THE PROBLEM: Go over the entries below line by line, copying each one that contains the word "wooden".

MATERIAL PROVIDED:
════

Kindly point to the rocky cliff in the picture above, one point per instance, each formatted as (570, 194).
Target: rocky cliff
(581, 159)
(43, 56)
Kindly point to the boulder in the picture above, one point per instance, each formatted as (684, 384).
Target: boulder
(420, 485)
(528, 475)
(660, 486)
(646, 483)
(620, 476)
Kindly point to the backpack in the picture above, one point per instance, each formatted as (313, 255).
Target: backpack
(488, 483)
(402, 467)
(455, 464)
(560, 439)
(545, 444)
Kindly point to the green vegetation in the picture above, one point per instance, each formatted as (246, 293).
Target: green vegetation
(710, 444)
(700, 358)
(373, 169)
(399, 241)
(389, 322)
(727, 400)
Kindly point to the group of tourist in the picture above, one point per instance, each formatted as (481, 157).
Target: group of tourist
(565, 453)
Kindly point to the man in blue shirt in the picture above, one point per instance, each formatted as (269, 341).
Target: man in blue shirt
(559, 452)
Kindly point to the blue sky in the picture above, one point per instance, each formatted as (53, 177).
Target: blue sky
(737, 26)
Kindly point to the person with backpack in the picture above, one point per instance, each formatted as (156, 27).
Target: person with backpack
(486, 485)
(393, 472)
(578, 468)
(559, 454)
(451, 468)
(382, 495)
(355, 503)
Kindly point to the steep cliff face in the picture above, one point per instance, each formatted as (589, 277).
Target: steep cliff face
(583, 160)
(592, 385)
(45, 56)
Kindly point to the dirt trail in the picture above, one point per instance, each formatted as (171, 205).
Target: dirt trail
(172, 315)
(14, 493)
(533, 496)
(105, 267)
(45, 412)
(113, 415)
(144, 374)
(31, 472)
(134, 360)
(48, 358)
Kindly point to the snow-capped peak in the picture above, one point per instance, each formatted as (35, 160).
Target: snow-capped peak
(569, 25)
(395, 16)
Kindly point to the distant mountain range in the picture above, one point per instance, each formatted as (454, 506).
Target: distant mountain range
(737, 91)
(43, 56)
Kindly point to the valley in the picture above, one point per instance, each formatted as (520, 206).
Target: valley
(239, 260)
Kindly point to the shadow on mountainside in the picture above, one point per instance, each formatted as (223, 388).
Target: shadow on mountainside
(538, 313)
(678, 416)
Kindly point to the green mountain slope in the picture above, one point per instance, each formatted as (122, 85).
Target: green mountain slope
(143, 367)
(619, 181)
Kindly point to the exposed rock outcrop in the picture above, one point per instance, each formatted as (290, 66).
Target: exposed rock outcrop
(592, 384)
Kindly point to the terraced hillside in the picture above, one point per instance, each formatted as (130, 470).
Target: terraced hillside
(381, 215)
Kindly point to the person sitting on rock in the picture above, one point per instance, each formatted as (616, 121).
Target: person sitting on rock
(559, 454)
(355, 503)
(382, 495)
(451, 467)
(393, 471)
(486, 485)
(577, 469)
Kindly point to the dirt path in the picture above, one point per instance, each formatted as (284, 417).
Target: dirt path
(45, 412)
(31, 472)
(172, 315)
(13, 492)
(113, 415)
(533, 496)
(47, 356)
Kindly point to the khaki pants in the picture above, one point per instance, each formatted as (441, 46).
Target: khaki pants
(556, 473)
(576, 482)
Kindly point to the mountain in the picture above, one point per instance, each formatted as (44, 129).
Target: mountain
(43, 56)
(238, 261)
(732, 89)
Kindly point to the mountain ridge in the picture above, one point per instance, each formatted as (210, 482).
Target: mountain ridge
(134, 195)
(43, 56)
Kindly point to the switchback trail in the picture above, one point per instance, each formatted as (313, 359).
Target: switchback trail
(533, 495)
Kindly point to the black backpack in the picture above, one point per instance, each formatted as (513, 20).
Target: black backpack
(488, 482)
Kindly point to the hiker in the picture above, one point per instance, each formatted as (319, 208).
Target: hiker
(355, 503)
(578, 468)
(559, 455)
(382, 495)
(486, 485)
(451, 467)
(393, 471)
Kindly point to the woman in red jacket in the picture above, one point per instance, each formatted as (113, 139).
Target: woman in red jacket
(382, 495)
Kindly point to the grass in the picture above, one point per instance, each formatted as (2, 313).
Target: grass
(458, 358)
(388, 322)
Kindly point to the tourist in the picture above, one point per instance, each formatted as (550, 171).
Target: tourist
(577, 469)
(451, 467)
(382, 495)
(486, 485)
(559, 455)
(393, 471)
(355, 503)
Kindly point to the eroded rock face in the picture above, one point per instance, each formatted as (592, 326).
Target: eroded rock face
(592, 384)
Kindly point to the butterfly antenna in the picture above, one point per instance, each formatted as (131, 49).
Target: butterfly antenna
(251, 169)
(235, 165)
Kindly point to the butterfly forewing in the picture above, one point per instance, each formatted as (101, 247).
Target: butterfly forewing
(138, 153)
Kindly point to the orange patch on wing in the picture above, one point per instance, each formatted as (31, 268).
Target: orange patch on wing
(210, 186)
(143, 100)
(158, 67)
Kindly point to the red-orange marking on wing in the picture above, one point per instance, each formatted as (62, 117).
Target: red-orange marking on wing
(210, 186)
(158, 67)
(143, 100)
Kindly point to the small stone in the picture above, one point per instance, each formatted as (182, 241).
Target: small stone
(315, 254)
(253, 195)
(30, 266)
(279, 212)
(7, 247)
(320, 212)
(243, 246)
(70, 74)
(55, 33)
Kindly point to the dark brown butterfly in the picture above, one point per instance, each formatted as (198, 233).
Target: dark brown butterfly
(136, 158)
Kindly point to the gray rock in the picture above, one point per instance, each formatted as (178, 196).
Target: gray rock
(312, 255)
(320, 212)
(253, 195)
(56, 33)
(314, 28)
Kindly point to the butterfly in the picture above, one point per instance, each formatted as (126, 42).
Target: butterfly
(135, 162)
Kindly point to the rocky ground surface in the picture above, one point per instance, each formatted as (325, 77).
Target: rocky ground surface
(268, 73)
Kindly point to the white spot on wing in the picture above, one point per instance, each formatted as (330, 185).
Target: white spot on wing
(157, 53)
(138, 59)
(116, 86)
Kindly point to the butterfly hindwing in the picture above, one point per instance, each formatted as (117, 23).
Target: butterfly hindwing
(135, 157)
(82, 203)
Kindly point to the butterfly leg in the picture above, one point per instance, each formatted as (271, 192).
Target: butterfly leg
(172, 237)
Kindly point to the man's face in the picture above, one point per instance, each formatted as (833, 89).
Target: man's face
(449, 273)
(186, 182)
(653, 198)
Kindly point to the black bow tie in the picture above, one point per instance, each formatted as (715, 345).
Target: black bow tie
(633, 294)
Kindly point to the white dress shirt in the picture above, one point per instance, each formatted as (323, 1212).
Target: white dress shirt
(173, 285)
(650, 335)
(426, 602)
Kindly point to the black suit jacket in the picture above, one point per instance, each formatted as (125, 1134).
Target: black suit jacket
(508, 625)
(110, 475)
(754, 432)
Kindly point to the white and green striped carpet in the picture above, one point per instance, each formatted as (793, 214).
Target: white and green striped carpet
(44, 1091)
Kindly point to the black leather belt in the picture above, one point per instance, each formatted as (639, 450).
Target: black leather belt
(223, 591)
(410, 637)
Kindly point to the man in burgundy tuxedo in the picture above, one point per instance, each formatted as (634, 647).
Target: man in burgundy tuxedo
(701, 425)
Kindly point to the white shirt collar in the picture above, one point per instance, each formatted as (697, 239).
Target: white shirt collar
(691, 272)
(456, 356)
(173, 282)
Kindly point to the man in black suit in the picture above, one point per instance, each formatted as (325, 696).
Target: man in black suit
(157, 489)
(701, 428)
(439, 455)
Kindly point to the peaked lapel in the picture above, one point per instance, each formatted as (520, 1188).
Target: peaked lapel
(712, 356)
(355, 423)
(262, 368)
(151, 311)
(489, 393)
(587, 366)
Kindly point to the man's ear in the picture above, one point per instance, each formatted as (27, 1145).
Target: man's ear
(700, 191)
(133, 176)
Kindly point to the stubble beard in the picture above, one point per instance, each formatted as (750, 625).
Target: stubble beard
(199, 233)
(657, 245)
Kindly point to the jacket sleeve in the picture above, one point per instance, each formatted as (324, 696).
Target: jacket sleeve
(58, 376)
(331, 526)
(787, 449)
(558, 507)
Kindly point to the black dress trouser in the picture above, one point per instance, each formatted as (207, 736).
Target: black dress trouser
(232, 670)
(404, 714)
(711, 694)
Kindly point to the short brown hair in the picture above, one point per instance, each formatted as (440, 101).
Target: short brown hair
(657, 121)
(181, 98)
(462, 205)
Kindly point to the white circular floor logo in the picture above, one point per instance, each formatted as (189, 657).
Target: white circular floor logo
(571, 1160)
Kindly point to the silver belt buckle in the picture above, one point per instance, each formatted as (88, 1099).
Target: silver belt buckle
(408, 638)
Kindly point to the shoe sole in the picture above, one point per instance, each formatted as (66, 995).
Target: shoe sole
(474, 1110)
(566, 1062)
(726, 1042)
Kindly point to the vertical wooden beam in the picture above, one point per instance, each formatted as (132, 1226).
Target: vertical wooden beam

════

COMPLETED EXERCISE:
Kindly point to the vertical wooden beam in the picture above, one point per instance, each formatted as (132, 1226).
Target: vertical wooden beam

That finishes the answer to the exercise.